--- TRECHO DO TEXTO ---
━━━━━━━━━━

Me refiro aqui (como você deve ter percebido pelo título) às nuvens de gafanhotos que ganharam as manchetes no último mês. A simples menção à praga é mais um sintoma do que eu, lá no remoto março a.C. (antes do Coronavírus), e num arroubo da criatividade (contém ironia), batizei de Fetiche da Peste™.

Fetiche da Peste™ é, segundo o criador do termo, essa coceirinha perversa na alma, algo que a gente inconfessadamente sente diante da mera sugestão de uma catástrofe de proporções mundiais, dessas capazes de dizimar milhões, não!, bilhões, eliminando os maus e salvando os bons (entre os quais nos incluímos sempre, claro). Em resumo, até porque minha mulher odeia quando escrevo frases com interpolações demais (como esta, por exemplo), o Fetiche da Peste é o sonho de uma catástrofe que venha para purificar a Humanidade. E, por consequência, para atestar nossa pureza.

Apesar de ter ganhado evidência com o onipresente coronavírus, o Fetiche da Peste™ está, em maior ou menor grau, por aí, no ar, desde que me entendo por gente. Não foi por acaso que, em 1986, minha mãe foi me levar para ver o cometa Halley (que eu juro que vi, mas evidentemente não vi). Tampouco foi o acaso que nos reuniu diante da TV para assistirmos Bagdá sendo bombardeada ao vivo (por que só me ocorrem desgraças tão antigas?).

E, para satisfazer esse nosso desejo por uma forma perversa de “salvação”, nada melhor do que uma doença misteriosa surgida num exótico país asiático. Um vírus – uma coisa tão estranha que nem a ciência sabe ao certo se ele é um ser vivo, coitado. Minto. Melhor do que uma doença só mesmo uma praga bíblica que nos desperta, antes de mais nada, o temor da ira divina. E depois esse medo ancestral da fome, da escassez absoluta e do desespero que a acompanha. Daí as nuvens de gafanhotos.

━━━━━━━━━━

--- MATERIAL FORNECIDO ---
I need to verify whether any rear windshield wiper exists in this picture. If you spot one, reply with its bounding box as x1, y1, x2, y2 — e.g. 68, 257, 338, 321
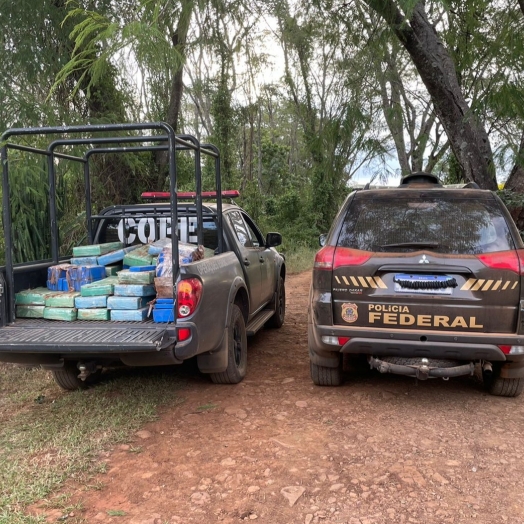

━━━━━━━━━━

--- CONJUNTO DE TAREFAS ---
• a. Responda com base no trecho sobre o Fetiche da Peste:
(i) Em que mês foi batizado o termo Fetiche da Peste™?
(ii) Em que ano aconteceu a ida para ver o cometa Halley?
(iii) Segundo o texto, o que uma praga bíblica desperta antes de mais nada?
• b. Escreva a continuação do trecho sobre o Fetiche da Peste, a partir da frase "Daí as nuvens de gafanhotos."

--- RESPOSTAS POR TAREFA ---
• a.
(i) Em março.
(ii) Em 1986.
(iii) O temor da ira divina.

• b.
Que, em outras épocas, mereceriam uma notinha no pé da página (quando ainda havia “pé da página”) ou um daqueles textos que se pretendem a jornalismo literário, cheios de fascinação, com direito a citação de Manoel de Barros e alguma revoada de andorinha. Mas hoje não! Hoje elas se tornaram, com um empurrãozinho do Fetiche da Peste™, ameaças graves à agricultura (mesmo não sendo) – o que irracionalmente associamos, desde os tempos imemoriais, como diria alguém afeito a esse tipo de lugar-comum, à fome e à própria extinção da espécie.

Eu é que não perco o sono. Porque sei que a ciência, essa menina travessa (na qual todos dizem confiar, mas só se ela servir para a minha narrativa), dispõe de conhecimento bastante para lidar com gafanhotos. (Ou saúvas! Meu Deus, houve um tempo em que o inimigo número 1 do Brasil eram as saúvas). Assim como hoje, poucos meses depois do surgimento da Covid-19, primeiro como uma curiosidade vinda lá do outro lado do mundo e depois como pandemia, a ciência já começa a acumular conhecimento suficiente para o surgimento da primeira vacina.

A ansiedade diante da nuvem de gafanhotos, essas manchetes espalhafatosas e até as notas do Ministério da Agricultura faziam sentido no tempo de Moisés (quando as manchetes eram escritas em hieróglifos e o Ministério da Agricultura prestava contas somente a Osíris). E no tempo dos nossos bisavós. E ainda faz sentido em lugares sem um mínimo de tecnologia ou cheio de tecnocratas bem-intencionados e suas regulamentações contra a agricultura comercial.

Mas a Humanidade como um todo, ah, a Humanidade como um todo deveria estar vendo essa nuvem de gafanhotos aí e exaltando as maravilhas de nosso tempo. Os defensivos agrícolas poderosos, eficientes e baratos ou, para quem não curte, o manejo do fungo Metarhizium acridum (nome em latim é chirque no úrtimo) no controle dos gafanhotos. E toda a cadeia de produção global que impede que um dia venhamos a passar fome por causa do simpático e esfomeado inseto. Não é pouca coisa.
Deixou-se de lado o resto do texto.